Copy out the stretch that begins with the line containing "Expected: for every instance of the gate" and ends with the line containing "(1259, 663)", changing "shoulder bag" to "handbag" and leaving everything else as it is. Omit the pictures.

◆ Supplied records
>>>>

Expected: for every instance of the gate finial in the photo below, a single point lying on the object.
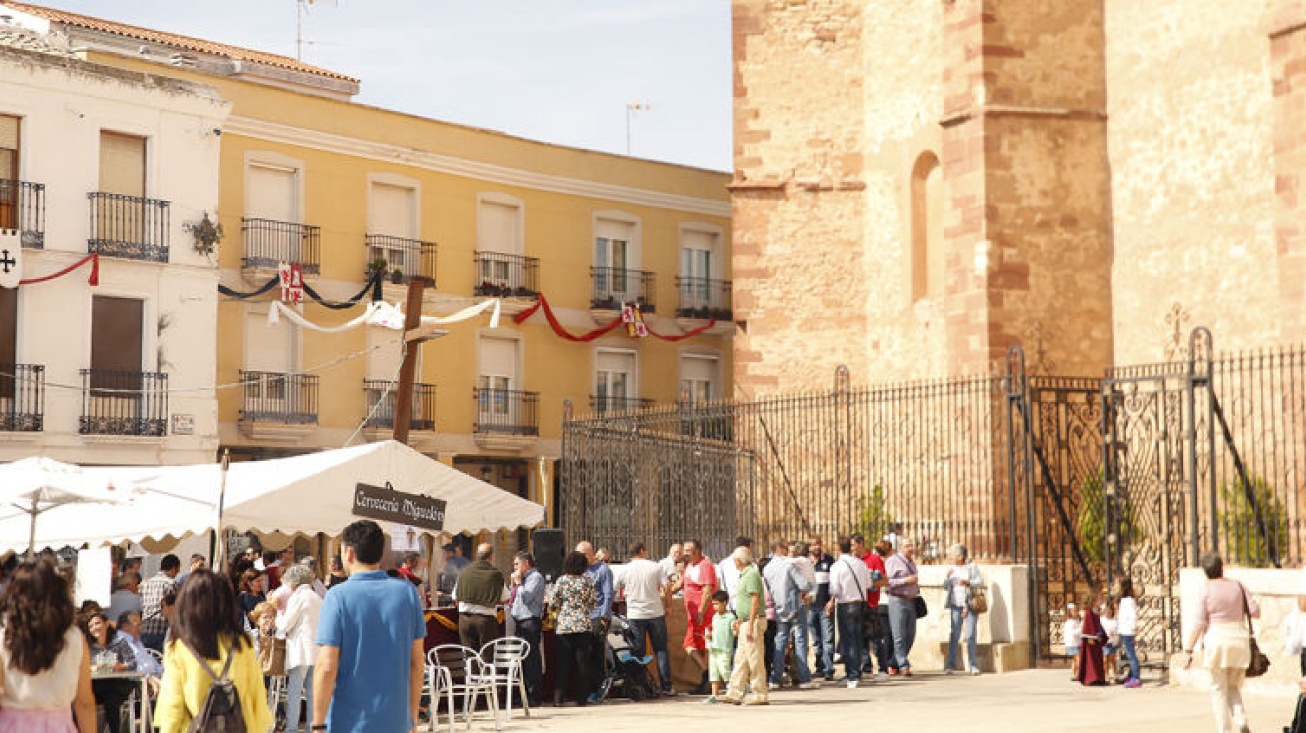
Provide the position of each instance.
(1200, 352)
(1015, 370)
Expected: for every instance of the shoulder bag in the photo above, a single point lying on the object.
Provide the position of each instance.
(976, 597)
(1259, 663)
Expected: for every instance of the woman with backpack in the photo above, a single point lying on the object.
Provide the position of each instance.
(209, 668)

<<<<
>>>>

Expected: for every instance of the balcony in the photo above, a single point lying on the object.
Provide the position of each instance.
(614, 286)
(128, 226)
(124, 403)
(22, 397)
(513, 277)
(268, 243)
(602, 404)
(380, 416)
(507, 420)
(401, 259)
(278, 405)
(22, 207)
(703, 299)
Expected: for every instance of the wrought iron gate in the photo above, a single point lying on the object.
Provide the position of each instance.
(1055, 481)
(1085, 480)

<<<<

◆ Response to the task
Expected: for every instance of the gate finial in the photo below, a single point lying on the object.
Provide the position of each instance.
(1200, 352)
(1015, 370)
Expected: for every instance of the handbag in the photo above, a single point lying on the object.
Provide the position of each instance.
(976, 597)
(1259, 663)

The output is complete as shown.